[START OF ENTRIES]

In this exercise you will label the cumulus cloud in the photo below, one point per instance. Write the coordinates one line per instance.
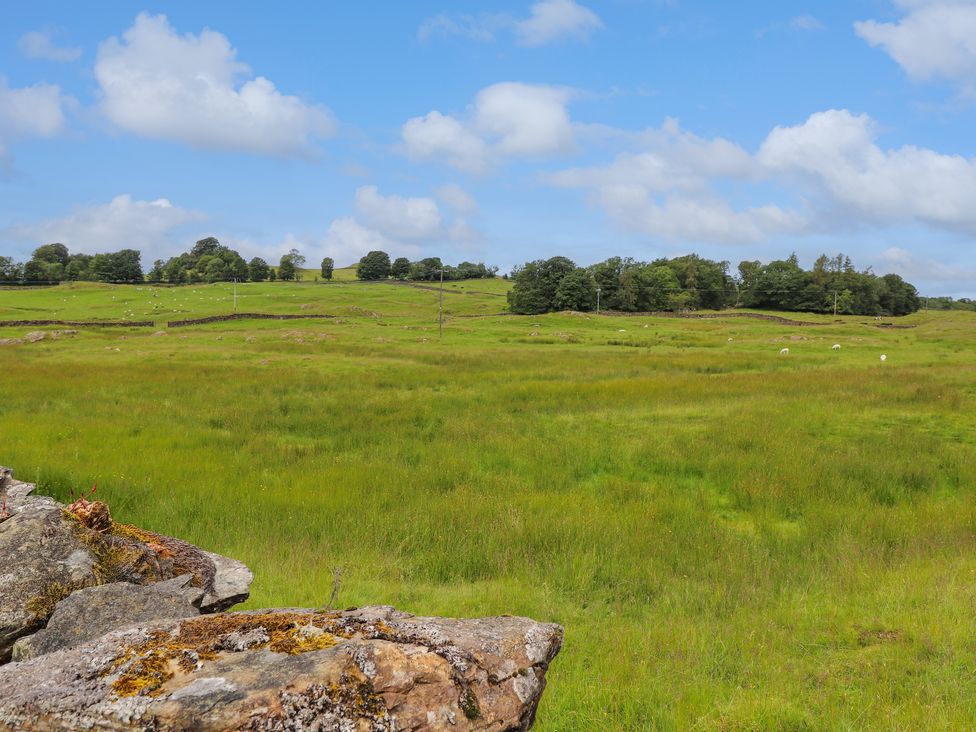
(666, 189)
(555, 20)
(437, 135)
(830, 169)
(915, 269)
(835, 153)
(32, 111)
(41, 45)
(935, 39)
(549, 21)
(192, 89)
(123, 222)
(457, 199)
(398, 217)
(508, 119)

[END OF ENTRIES]
[START OF ENTRIES]

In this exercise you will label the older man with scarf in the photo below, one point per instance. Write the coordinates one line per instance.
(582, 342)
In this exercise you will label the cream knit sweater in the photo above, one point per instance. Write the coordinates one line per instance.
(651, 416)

[END OF ENTRIES]

*REQUIRED WORK*.
Pick out each row above that contains the word "instance" and copy those lines in full.

*THE COMPLETED TASK*.
In this exercise you will label the cumulus cloud in the photo below, one point per instance. Write the coordinates one line per instance.
In this exercise you will label the older man with scarf in the photo below, one point per instance. Write the coordinates one line per instance.
In this exercise you will label the cream knit sweater in the photo above, one point per instance. Write the coordinates one line per instance.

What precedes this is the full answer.